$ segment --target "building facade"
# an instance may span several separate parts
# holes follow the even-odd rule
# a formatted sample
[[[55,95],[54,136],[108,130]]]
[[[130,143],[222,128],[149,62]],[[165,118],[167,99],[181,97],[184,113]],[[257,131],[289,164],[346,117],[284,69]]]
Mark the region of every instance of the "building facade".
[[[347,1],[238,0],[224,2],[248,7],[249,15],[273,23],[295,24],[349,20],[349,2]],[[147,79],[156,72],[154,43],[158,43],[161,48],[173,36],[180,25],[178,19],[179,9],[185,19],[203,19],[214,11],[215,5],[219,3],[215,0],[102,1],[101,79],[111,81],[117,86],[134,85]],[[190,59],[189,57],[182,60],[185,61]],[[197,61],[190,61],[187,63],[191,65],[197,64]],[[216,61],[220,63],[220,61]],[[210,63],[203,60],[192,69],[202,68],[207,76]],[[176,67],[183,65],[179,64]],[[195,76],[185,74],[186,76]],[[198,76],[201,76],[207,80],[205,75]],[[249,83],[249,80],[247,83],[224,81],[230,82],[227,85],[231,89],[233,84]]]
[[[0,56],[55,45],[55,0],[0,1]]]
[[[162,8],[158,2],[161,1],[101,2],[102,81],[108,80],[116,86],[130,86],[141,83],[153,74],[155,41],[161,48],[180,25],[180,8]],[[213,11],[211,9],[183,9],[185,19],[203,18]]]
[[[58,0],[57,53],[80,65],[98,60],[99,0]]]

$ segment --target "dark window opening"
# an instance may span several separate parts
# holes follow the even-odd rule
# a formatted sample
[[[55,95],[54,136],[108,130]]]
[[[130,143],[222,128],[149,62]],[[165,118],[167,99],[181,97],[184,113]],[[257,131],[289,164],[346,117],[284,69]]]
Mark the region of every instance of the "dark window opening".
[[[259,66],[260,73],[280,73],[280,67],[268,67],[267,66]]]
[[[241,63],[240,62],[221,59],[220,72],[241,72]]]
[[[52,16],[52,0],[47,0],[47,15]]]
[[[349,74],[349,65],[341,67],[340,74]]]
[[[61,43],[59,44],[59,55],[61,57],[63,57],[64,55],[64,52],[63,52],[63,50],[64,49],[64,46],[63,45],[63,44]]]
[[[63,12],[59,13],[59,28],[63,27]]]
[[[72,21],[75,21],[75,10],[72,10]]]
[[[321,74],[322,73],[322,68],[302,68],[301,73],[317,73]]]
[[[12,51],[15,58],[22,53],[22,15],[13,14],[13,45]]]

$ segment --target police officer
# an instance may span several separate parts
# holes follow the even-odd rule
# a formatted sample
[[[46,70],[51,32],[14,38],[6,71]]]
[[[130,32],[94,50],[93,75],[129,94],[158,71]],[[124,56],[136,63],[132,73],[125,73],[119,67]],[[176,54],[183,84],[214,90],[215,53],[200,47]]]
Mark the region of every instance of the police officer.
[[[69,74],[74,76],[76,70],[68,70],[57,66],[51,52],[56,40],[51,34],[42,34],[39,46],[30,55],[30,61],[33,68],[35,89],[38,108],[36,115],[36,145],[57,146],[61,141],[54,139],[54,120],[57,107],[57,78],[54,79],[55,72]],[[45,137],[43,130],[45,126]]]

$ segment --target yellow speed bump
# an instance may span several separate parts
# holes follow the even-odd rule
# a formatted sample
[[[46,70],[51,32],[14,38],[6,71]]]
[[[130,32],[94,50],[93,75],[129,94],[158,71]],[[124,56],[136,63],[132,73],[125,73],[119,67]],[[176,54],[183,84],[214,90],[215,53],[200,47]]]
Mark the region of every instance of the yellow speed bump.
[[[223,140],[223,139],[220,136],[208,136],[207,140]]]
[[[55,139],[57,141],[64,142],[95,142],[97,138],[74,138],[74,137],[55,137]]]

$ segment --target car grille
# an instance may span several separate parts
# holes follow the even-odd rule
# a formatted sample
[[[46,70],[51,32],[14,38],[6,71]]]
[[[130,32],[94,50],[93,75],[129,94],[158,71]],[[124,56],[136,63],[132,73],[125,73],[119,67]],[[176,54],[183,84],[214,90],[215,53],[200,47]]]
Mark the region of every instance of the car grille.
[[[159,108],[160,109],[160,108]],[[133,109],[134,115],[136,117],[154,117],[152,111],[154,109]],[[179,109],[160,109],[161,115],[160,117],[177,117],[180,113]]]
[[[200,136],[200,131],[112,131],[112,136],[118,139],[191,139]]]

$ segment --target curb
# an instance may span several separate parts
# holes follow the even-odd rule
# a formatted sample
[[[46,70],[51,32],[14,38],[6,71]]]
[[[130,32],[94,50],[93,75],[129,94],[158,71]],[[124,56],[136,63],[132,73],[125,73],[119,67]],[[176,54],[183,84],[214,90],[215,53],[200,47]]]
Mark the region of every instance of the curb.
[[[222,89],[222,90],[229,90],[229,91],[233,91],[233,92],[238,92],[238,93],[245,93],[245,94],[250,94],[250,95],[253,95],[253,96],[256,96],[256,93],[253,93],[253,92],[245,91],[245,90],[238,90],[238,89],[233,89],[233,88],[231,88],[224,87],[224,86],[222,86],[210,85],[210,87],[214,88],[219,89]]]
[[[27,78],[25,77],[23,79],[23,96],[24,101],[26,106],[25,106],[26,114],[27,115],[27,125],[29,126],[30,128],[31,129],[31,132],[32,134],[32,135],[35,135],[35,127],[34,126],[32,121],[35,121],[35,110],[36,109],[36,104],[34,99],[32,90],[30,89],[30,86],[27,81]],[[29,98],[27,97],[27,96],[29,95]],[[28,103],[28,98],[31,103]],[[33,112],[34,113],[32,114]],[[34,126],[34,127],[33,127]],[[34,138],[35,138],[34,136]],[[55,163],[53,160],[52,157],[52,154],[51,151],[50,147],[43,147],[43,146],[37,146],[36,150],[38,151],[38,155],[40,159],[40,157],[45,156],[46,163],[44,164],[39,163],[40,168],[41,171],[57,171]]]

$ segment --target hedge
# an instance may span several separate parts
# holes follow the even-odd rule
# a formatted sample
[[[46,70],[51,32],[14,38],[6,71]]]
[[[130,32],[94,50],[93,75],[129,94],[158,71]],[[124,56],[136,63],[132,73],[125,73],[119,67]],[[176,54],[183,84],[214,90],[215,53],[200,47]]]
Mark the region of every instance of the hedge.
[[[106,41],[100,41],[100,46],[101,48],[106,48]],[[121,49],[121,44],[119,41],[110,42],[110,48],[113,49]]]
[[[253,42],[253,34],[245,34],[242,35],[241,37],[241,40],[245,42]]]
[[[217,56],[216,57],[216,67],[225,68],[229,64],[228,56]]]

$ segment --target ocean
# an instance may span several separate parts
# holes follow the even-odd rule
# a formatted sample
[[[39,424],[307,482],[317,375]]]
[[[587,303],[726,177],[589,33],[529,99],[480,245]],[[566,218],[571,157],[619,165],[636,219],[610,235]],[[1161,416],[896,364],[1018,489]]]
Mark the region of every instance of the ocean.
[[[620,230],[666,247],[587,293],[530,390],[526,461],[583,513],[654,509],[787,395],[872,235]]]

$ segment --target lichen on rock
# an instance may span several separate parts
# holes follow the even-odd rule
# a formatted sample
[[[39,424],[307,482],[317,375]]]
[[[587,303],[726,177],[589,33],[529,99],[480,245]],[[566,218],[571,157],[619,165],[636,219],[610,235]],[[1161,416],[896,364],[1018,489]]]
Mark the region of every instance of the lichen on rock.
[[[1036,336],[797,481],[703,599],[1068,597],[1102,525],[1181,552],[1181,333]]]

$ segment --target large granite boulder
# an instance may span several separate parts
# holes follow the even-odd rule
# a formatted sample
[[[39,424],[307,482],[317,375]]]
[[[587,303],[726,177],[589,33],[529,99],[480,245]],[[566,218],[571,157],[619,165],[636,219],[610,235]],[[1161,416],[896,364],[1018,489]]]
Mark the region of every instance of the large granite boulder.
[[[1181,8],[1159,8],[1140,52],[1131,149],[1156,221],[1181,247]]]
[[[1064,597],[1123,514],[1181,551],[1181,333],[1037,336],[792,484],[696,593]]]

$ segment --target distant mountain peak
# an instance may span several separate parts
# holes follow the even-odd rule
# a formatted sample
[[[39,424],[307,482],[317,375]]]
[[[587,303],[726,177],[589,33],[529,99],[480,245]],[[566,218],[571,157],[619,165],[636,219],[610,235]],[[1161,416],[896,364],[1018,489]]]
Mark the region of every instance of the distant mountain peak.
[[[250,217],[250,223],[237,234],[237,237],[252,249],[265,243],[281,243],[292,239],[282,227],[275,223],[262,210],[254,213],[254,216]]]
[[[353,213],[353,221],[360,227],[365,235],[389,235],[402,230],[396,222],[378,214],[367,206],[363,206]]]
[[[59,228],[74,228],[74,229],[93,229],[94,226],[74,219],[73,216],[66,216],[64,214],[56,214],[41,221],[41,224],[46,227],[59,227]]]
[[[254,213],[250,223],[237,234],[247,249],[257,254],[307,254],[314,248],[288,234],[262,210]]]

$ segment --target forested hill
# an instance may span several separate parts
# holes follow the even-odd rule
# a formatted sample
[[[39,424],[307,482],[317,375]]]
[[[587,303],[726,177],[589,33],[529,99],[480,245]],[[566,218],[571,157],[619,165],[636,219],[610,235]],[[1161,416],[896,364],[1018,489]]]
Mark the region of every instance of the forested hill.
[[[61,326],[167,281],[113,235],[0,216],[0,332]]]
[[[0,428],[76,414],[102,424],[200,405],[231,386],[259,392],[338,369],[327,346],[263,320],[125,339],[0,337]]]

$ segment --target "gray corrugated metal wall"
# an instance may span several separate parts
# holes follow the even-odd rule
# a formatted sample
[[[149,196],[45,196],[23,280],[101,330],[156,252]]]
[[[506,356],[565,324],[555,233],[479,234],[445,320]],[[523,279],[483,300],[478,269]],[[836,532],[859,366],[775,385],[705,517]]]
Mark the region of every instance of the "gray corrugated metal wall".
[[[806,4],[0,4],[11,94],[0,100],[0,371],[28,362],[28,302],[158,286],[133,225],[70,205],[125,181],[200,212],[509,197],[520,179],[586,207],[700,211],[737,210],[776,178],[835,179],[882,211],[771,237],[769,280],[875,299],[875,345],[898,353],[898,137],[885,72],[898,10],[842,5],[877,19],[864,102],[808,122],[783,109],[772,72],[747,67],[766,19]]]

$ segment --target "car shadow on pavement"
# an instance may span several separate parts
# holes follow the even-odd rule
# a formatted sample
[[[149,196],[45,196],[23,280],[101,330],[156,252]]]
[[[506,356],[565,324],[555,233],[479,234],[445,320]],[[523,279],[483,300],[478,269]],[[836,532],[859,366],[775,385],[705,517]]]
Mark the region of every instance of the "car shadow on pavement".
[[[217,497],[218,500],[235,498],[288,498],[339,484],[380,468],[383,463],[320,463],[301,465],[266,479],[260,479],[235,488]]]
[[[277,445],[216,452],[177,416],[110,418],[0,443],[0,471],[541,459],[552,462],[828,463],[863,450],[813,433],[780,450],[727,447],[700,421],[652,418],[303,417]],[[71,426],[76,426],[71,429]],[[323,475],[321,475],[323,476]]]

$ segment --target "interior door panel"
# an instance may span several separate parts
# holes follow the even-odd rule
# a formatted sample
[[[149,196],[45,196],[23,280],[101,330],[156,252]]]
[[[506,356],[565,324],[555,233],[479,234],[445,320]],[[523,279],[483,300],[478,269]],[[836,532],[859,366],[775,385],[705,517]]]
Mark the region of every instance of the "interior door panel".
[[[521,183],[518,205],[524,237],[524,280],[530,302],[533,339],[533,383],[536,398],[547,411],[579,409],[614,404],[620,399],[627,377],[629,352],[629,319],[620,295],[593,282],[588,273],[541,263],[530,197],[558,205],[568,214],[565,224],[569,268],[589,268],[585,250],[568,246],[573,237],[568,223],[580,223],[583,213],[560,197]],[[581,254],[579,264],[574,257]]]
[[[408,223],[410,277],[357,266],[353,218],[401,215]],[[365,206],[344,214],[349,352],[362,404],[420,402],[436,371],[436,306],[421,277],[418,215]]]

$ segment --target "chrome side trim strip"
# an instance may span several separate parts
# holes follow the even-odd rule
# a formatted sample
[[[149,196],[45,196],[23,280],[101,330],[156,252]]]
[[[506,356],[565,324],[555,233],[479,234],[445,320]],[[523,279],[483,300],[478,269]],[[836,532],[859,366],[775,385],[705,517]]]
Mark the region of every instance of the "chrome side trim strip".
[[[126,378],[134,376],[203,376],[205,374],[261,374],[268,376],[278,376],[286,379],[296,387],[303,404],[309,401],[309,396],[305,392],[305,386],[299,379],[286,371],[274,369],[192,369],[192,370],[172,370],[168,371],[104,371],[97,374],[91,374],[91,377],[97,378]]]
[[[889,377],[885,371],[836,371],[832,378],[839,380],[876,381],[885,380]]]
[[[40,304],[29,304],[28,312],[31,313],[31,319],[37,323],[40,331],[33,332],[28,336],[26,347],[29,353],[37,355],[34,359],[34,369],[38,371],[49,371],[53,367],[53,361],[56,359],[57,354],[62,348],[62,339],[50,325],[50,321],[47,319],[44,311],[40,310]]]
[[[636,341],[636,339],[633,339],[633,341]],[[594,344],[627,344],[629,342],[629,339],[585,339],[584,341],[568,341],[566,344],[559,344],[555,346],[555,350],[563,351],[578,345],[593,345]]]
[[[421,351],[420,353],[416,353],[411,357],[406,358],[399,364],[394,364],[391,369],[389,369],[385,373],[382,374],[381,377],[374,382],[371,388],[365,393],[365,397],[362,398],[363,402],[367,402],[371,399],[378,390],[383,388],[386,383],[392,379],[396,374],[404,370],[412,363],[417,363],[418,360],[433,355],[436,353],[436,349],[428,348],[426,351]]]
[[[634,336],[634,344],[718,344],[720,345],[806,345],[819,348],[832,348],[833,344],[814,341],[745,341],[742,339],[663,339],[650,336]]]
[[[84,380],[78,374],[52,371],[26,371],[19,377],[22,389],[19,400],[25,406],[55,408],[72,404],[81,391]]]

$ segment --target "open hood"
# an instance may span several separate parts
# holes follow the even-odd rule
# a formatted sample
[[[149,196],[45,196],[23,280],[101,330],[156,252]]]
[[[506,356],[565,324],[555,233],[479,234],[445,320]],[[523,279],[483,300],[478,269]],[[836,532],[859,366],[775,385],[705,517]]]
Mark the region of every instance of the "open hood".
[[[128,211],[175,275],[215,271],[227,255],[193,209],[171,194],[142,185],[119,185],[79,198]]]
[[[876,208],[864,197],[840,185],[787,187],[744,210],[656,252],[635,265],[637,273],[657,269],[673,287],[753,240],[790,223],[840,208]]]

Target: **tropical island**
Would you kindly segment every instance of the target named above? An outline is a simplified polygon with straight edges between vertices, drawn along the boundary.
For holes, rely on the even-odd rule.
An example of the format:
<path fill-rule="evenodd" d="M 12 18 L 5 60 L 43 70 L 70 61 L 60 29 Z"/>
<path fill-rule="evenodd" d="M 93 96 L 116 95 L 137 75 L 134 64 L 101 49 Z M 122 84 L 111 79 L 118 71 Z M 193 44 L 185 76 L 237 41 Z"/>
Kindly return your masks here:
──────────────────────────────
◆ PROBLEM STATEMENT
Rewrite everything from the start of the listing down through the line containing "[[[12,51],[15,58],[22,53],[22,15],[13,14],[13,45]]]", putting "building front" wherever "building facade" appears and changing nothing else.

◆ EXPECTED OUTPUT
$ segment --target "building front"
# an instance may span several separate parts
# holes follow the even-odd rule
# a formatted sample
[[[55,95],[54,136],[108,130]]]
[[[130,143],[222,128],[149,62]],[[165,118],[167,99],[181,97],[184,113]],[[257,131],[289,164],[346,117],[284,69]]]
Mark the region of every instance of the "building front".
[[[347,1],[238,0],[224,2],[248,7],[249,15],[273,23],[295,24],[349,20],[349,2]],[[147,79],[156,72],[154,43],[158,43],[161,48],[173,36],[180,25],[178,19],[179,9],[185,19],[203,19],[214,11],[215,5],[219,3],[215,0],[102,1],[101,79],[111,81],[117,86],[134,85]],[[190,59],[189,57],[182,60],[185,61]],[[197,61],[190,61],[187,63],[191,65],[197,64]],[[216,61],[220,63],[220,61]],[[210,63],[203,60],[192,69],[202,68],[207,76]],[[176,67],[183,65],[179,64]],[[195,76],[185,74],[186,76]],[[198,76],[201,76],[207,80],[205,75]],[[249,83],[249,80],[247,83],[224,81],[230,82],[227,85],[231,89],[233,84]]]
[[[0,56],[55,45],[55,0],[0,1]]]
[[[162,8],[158,2],[161,1],[101,2],[102,81],[108,80],[116,86],[130,86],[141,83],[153,74],[155,41],[161,48],[180,25],[180,8]],[[213,11],[211,9],[183,9],[185,19],[203,18]]]
[[[58,0],[57,53],[80,65],[98,60],[99,0]]]

$ segment --target "dark window opening"
# an instance may span several separate parts
# holes follow the even-odd rule
# a formatted sample
[[[55,95],[54,136],[108,130]]]
[[[130,143],[222,128],[149,62]],[[165,118],[167,99],[181,97],[184,113]],[[257,131],[289,164],[346,117],[284,69]]]
Mark the region of every instance of the "dark window opening".
[[[259,66],[260,73],[280,73],[280,67],[268,67],[267,66]]]
[[[241,63],[240,62],[221,59],[220,72],[241,72]]]
[[[52,16],[52,0],[47,0],[47,15]]]
[[[349,74],[349,65],[341,67],[340,74]]]
[[[61,43],[59,44],[59,55],[61,57],[63,57],[64,55],[64,52],[63,52],[63,50],[64,49],[64,46],[63,45],[63,44]]]
[[[63,12],[59,13],[59,28],[63,27]]]
[[[72,21],[75,21],[75,10],[72,10]]]
[[[321,74],[322,73],[322,68],[302,68],[301,73],[317,73]]]
[[[12,51],[15,58],[22,53],[22,15],[13,14],[13,45]]]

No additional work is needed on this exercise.